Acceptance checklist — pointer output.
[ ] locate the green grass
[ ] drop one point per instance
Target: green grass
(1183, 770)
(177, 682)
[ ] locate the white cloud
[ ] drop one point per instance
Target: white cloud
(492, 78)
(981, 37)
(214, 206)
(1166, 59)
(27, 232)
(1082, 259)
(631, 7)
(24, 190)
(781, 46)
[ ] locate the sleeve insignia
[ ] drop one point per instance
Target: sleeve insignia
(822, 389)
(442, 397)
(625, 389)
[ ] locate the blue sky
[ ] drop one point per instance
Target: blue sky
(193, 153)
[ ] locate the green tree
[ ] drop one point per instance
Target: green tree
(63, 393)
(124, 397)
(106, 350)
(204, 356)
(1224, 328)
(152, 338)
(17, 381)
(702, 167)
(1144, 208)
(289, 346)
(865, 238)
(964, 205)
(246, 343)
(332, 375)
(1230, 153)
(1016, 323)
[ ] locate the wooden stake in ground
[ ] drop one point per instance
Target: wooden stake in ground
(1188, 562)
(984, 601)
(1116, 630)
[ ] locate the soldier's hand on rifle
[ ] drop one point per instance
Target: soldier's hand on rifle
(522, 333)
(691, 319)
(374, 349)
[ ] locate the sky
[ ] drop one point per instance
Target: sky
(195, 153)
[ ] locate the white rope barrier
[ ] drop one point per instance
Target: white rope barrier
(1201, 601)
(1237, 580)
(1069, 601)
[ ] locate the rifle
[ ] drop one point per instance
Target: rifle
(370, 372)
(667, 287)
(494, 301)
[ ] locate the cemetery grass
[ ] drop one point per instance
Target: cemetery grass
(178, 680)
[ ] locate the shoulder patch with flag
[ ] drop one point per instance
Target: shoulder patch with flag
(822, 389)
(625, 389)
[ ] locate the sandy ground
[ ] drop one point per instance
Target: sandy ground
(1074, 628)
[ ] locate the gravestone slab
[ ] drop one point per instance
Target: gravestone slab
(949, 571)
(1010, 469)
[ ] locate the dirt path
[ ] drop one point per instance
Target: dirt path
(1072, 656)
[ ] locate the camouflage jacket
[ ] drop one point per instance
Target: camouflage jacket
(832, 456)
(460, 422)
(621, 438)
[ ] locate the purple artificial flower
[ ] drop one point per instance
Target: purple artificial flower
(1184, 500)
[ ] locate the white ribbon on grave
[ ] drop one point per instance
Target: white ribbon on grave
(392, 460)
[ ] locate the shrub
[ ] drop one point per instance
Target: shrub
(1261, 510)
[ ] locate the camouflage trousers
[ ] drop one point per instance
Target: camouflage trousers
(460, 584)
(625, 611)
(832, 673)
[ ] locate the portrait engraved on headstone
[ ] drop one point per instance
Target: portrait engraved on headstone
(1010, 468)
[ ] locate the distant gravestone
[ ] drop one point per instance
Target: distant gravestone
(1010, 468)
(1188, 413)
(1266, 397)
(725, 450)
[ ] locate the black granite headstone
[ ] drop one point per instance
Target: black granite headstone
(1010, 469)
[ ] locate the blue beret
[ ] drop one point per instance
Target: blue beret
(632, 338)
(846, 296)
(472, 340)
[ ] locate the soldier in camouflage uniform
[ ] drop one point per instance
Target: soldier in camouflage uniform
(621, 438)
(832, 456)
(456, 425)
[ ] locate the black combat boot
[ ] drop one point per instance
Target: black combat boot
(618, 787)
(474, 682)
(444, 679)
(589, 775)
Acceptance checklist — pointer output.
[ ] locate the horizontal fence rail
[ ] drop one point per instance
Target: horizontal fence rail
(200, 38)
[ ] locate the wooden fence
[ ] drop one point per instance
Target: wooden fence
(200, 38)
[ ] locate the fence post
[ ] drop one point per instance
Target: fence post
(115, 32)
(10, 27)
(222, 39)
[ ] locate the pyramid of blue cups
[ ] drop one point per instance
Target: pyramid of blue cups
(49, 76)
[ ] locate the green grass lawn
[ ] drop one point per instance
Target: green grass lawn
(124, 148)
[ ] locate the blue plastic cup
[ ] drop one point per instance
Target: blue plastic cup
------------------------------------------------
TASK TO CARRY OUT
When you reply, retype each line exactly as it appears above.

OUTPUT OF THE EXERCISE
Acceptance checklist — pointer output.
[ ] locate the green grass
[ ] drop one point per instance
Target: green grass
(1183, 770)
(177, 682)
[ ] locate the white cloud
[ ] drop one point per instance
Target: white cloud
(492, 78)
(981, 37)
(214, 206)
(1166, 59)
(27, 232)
(1082, 259)
(631, 7)
(24, 190)
(781, 46)
[ ] locate the sleeve insignia
[ ] drop one point per instance
Target: sleeve insignia
(822, 389)
(442, 397)
(625, 389)
[ ] locate the blue sky
[ ] drop one point per instance
Target: blue sky
(193, 153)
[ ] locate the green tree
[ ] drop one point per instance
Target: green tree
(63, 393)
(124, 397)
(106, 350)
(204, 356)
(1224, 328)
(152, 338)
(17, 381)
(702, 167)
(1144, 208)
(289, 346)
(865, 238)
(964, 205)
(246, 343)
(332, 375)
(1230, 153)
(1016, 323)
[ ] locate the wooden stake in ground
[ ] drop one point per instance
Target: wooden stake in ground
(1188, 562)
(984, 601)
(1116, 630)
[ ] locate the soldier's hand on rifle
[ ] drop one point per instance
Target: soldier's hand on rifle
(522, 333)
(691, 319)
(374, 349)
[ ] locate the sky
[ ] drop one point per instance
Target: sky
(195, 153)
[ ] locate the white rope barrier
[ ] drop one point per instance
Target: white rope barrier
(1201, 601)
(1237, 580)
(1069, 601)
[ ] locate the rifle
[ ] drop one point per instance
Target: rifle
(370, 372)
(667, 287)
(494, 301)
[ ] locate the cemetery grass
[ ] drop one point per instance
Target: cemetery grass
(178, 680)
[ ] locate the shoulder patch with flag
[ ] drop one point per instance
Target: shoulder patch with flag
(822, 389)
(625, 389)
[ ] locate the sandy ground
[ ] drop one point per instance
Target: sandy ground
(1074, 628)
[ ] locate the gravestone slab
[ ] drop one point per instance
Target: gravestone slab
(949, 571)
(1010, 469)
[ ] locate the dirt path
[ ] drop one point per instance
Target: dirt path
(1072, 656)
[ ] locate the camouflage jacket
[ ] drop one point per instance
Target: camouflage jacket
(832, 456)
(460, 422)
(621, 438)
[ ] locate the purple artificial flower
[ ] drop one point per instance
Target: purple artificial flower
(1184, 500)
[ ] locate the white ribbon on grave
[ ] drop one point per instance
Target: white ribbon on grave
(392, 460)
[ ] locate the shrub
[ ] drop one point per instance
Target: shrub
(1261, 510)
[ ] locate the camouflage trousers
[ ] drop one point per instance
Target: camouflage trousers
(460, 584)
(625, 611)
(832, 673)
[ ] locate the portrait engraved on headstone
[ ] drop one point per instance
Target: portrait engraved on headstone
(1010, 468)
[ ] locate the distant gravestone
[ ] drop one point per instance
Target: distant gravestone
(1010, 468)
(1188, 413)
(1266, 397)
(725, 450)
[ ] locate the black granite headstone
[ ] drop one point per instance
Target: black granite headstone
(1010, 469)
[ ] locate the blue beret
[ ] drop one point per instance
Target: blue beret
(632, 338)
(846, 296)
(472, 340)
[ ] locate the soldier in camouflage uniform
[ ] drop one point per instance
Target: soldier in camouflage uniform
(621, 438)
(832, 456)
(456, 425)
[ ] locate the black combat boot
[ ] drop one point per instance
Target: black combat boot
(618, 787)
(474, 682)
(444, 679)
(589, 775)
Acceptance checklist — pointer output.
[ ] locate the horizontal fence rail
[ ] drop one point per instance
Target: horizontal fence rail
(200, 38)
[ ] locate the wooden fence
[ ] drop one point per instance
Target: wooden fence
(200, 38)
[ ] locate the fence post
[ ] drop one point per instance
Target: fence post
(115, 32)
(10, 27)
(222, 39)
[ ] locate the pyramid of blue cups
[ ] drop one point per instance
Target: pyramid of blue cups
(49, 76)
[ ] locate the green grass lawn
[ ] drop one point per instance
Target: green grass lawn
(124, 148)
[ ] locate the blue plastic cup
[ ] drop one point per instance
Target: blue plastic cup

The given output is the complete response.